Stored records
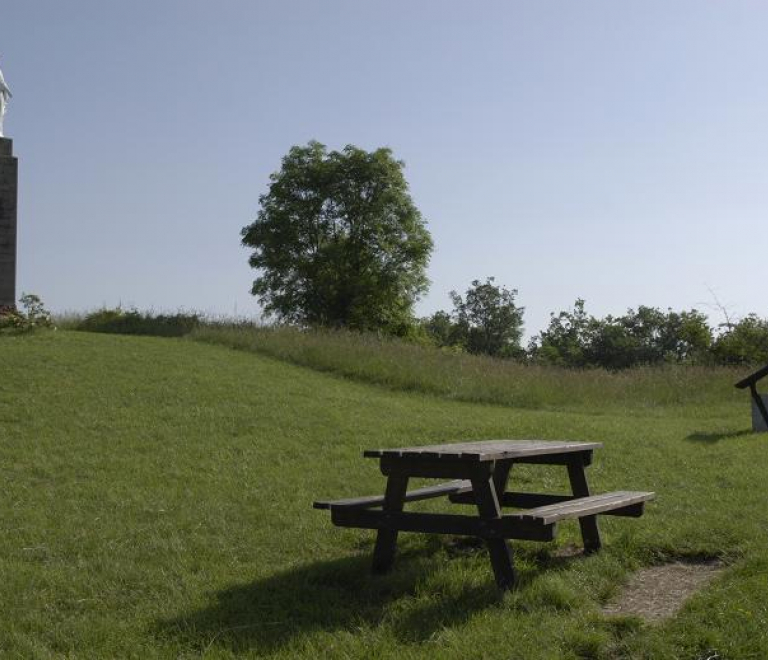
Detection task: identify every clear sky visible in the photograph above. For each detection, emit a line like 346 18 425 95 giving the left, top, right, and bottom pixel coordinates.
2 1 767 337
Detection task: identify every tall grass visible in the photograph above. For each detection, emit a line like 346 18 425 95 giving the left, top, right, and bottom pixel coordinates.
191 324 746 413
65 308 201 337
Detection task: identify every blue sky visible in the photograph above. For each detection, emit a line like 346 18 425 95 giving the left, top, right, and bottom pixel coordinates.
2 1 767 337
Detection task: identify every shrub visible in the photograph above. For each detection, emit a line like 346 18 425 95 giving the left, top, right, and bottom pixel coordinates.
530 300 714 369
422 278 525 358
0 294 54 335
711 315 768 365
76 308 200 337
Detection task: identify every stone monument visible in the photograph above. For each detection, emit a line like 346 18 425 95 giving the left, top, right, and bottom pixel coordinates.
0 61 17 309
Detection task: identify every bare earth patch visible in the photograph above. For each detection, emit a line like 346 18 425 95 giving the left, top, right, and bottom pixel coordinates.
603 559 725 622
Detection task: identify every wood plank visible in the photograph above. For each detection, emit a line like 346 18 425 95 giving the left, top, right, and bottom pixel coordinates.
567 457 601 552
450 491 575 508
313 479 472 510
516 491 655 525
364 439 602 462
605 502 646 517
371 474 409 574
451 490 650 516
471 473 517 588
509 452 594 466
379 456 494 480
492 460 513 499
330 508 556 542
735 363 768 389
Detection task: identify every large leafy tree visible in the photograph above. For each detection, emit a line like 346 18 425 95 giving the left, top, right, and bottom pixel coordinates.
242 142 433 333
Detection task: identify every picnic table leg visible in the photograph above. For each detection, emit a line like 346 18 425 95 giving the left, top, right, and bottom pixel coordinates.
492 459 513 500
567 457 601 553
472 474 517 589
371 474 409 574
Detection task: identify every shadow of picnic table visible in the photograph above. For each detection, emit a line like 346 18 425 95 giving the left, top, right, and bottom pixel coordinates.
155 542 507 655
685 429 754 444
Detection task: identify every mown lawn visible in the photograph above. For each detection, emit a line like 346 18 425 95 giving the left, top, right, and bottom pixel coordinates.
1 331 767 659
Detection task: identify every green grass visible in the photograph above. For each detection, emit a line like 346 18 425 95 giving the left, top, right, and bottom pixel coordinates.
1 330 767 659
191 324 745 415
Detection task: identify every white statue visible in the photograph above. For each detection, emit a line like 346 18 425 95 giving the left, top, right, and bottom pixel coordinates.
0 62 11 138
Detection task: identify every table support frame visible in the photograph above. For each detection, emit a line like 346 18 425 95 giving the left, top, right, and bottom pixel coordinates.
471 472 516 588
566 456 601 552
371 474 409 574
368 451 600 589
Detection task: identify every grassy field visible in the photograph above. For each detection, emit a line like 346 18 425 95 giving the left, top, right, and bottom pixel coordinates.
191 324 744 415
2 331 767 659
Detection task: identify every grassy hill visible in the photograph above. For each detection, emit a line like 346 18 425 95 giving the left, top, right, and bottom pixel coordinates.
1 331 767 659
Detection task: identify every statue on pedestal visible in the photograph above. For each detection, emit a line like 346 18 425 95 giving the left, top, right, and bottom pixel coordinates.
0 61 12 138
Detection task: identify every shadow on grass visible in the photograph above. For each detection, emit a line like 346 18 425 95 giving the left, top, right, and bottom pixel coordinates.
156 542 508 655
685 429 754 444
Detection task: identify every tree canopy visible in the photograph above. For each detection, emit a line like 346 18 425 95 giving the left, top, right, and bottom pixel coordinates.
451 278 525 358
529 300 714 369
422 278 525 358
242 141 433 334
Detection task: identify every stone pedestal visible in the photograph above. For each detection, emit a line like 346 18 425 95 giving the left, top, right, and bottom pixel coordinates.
0 138 18 308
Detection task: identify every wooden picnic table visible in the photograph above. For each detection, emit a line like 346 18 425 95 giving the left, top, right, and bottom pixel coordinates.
315 439 654 589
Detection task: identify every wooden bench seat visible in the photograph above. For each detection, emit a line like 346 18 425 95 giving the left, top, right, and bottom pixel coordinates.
316 485 654 522
322 490 654 543
313 479 471 510
512 491 655 524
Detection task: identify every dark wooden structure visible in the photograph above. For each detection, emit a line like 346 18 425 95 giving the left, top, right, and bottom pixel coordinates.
314 440 654 589
735 364 768 431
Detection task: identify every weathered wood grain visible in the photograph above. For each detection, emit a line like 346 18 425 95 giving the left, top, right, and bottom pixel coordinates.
514 491 655 525
364 439 602 462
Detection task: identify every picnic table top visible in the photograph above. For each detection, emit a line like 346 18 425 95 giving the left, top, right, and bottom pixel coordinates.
363 439 602 463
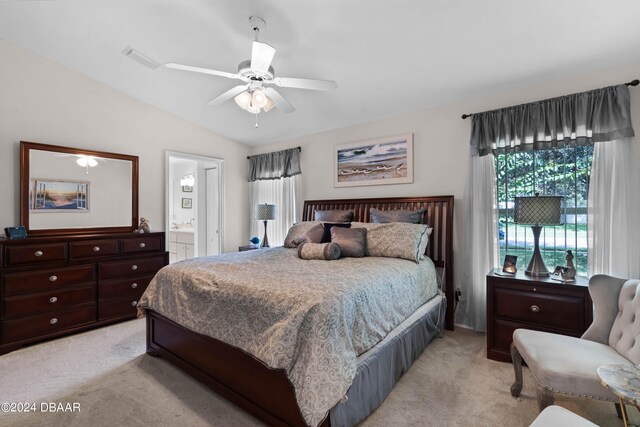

Task details: Could each line of the data be written out exactly, with no pictures included?

Solution:
Detection task: identify every clear sky visible in the photograph above. For each detection, emit a line like 346 18 425 95 giving the left, top, right, and bottom pixel coordinates.
2 1 767 337
Detection task: identify every tall grass visible in the photograph above. For each detection, emit a line like 346 18 425 95 giving the left, top, right, and bottom pixel coordinates.
191 324 746 413
65 308 201 337
Detection task: identify every blue sky visible in the photograph above. For each detection, emit a line like 346 18 425 95 giving the left, top, right, and bottom pixel coordinates.
2 1 767 337
Detection task: identify every shrub visible in the photograph above. For each detection, emit a line like 346 18 425 95 giving the left, top, right, and bottom pixel coordinates.
530 300 714 369
422 278 525 358
0 294 54 335
711 315 768 365
76 308 200 337
Detection task: identify every stone monument visible in the photograph above. For each detection, emit a line like 346 18 425 95 giving the left, top, right, and bottom pixel coordinates.
0 61 17 309
Detection task: identify every bare earth patch visible in the photograph above. For each detection, emit a line like 346 18 425 95 giving the left, top, right, and bottom pixel coordinates.
603 559 725 622
Detection task: identify every wood plank visible in the photograph above. For each detection, emit a line like 346 18 425 95 giving the left, top, right, and bottom pixel coordinates.
567 457 601 552
450 491 575 508
313 479 472 510
516 491 655 525
364 439 602 462
605 502 646 517
371 474 409 574
451 490 650 516
471 473 517 588
509 452 594 466
379 456 494 480
492 460 513 499
330 508 556 542
735 363 768 389
Detection task: identify every large leafy tree visible in the photograph above. For each detection, emit a line like 346 18 425 95 giving the left, top, right, and bottom pixel coordinates.
242 142 433 333
Detection task: identify every picnic table leg visible in the photograph above. For each detection, emit a line like 346 18 425 95 giving the left, top, right, and bottom pixel coordinates.
492 459 513 500
567 457 601 553
472 474 517 589
371 474 409 574
Detection task: identify every shadow of picnic table visible in the photograph above. For each detection, emit a line like 346 18 425 95 giving the left, top, right, and bottom pixel coordinates.
155 542 507 655
685 429 754 444
Detection task: identify every mown lawn visible in the photograph above. For each detection, emit a line like 346 18 425 95 giving the left, top, right, and bottom pixel coordinates.
1 331 767 659
Detection task: identify every green grass visible in the photograph above. For each detection, emit a line like 346 18 425 95 giving the left, top, right, and bottom pixel coordinates.
1 330 767 659
191 324 745 415
Detection task: identify every white statue visible in the photograph above. For each detection, emit a line like 346 18 425 95 giving the left, top, right, and bottom pixel coordinates.
0 62 11 138
Detection task: identify every table support frame visible in the photograph above. For each detection, emit a line like 346 18 425 95 giving the left, top, right, and bottom pixel coordinates.
471 472 516 588
566 456 601 552
371 474 409 574
368 451 600 589
Detection task: identify every grassy field visible in the photograph above. For each detection, emit a line like 346 18 425 95 giving the left, top, right, and bottom pixel coordinates.
191 324 744 415
2 331 767 659
Detection task: identify every grassy hill visible in the photograph above. For each detection, emit a line like 346 18 425 95 giving the left, top, right, and bottom pixel coordinates.
1 331 767 659
Detection task: identify every statue on pedestal visible in the photograph above. For each detection, emit a line like 346 18 425 95 giving the left, top, right, and bottom pixel coordinates.
0 61 12 138
Detection task: identify every shadow on grass visible in the photograph above. For each detection, emit a line like 346 18 425 95 giving the left, top, right, and bottom pixel coordinates.
156 542 508 655
685 429 754 444
Detection task: identify every tree canopy visible in the photograph above. For each detection, emit a line like 346 18 425 95 giving the left, top, right, and bottom pixel coordinates.
451 278 525 358
529 300 714 369
422 278 525 358
242 141 433 334
Detection task: identify every stone pedestal visible in the photograph above. For each detection, emit a line like 346 18 425 95 giving the left, top, right, and bottom pixel coordinates.
0 138 18 308
Detection task: identify every wooden picnic table visible in the photograph above. For each detection, emit a line like 346 18 425 95 giving the left, top, right, and bottom pixel coordinates.
315 439 654 589
Detection task: identify every wooden bench seat visible in the photograph above. For each detection, emit a line like 346 18 425 95 giving the left, top, right, and bottom pixel coordinates.
316 485 654 522
322 490 654 543
313 479 471 510
512 491 655 524
Detection task: identify every dark wooden structure visible in the photograph above. For each detection, emit a line like 346 18 425 95 giving the left, top, right, and bottom pixel coordinates.
314 440 654 589
735 364 768 431
Detection task: identify every weathered wood grain visible in the photograph above. For each detection, emit a line like 346 18 425 95 giving the left, top, right, and bottom pixel coordinates.
514 491 655 525
364 439 602 462
Detection task: identify every picnic table top visible in the photograph above. For each detection, emit a line like 346 18 425 95 giving the left, top, right, and bottom pixel coordinates.
363 439 602 463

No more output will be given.